------ Quoted passage
West Midlands MP Saqib Bhatti says he's receiving letters and e-mails from constituents struggling with the cost of living - and he expects the numbers to increase.
The Conservative MP admits: "I think I will get more. We all have to be very honest about this."
Another Conservative, East Midlands MP Sir Edward Leigh, told the House of Commons the economy is facing challenges from "at least two of the four horsemen of the apocalypse, death from plague and war."
Those are some of the comments after Chancellor Rishi Sunak's Spring Statement, a mini-Budget delivered in the House of Commons. Tory MPs welcomed the statement and the measures it contained, but admit their constituents are still going to struggle.
The problem is that prices are rising faster than incomes. And Mr Sunak's measures may help, but not enough to stop us becoming poorer.
The big Spring Statement announcements
Key measures in the Chancellor's statement yesterday included: - The threshold at which people pay National Insurance will increase by £3,000 to £12,575-a-year. It means 30 million people will pay less - a cut of £330 each on average. As a result, 70% of all workers will have their taxes cut even though the Government is increasing the rate of National Insurance by 1.25%.
- Fuel duty was cut by 5p per litre from 6pm Wednesday night until March next year.
------------
▶ [Problem to work on]
Answer these from the Spring Statement article:
1. Which West Midlands MP says constituents are writing to him about the cost of living?
2. To what annual amount will the National Insurance threshold rise?
3. By how much per litre was fuel duty cut?
Rely only on the Spring Statement article for what follows.
------ Source excerpt
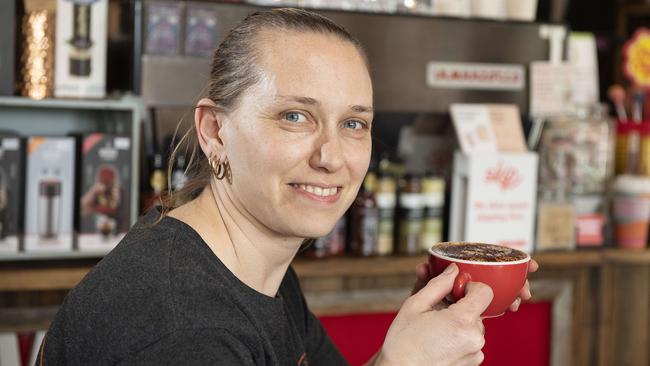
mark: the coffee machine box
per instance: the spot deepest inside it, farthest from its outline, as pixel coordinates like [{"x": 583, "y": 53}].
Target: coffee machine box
------------
▶ [Written solution]
1. Saqib Bhatti
2. £12,575 a year
3. 5p per litre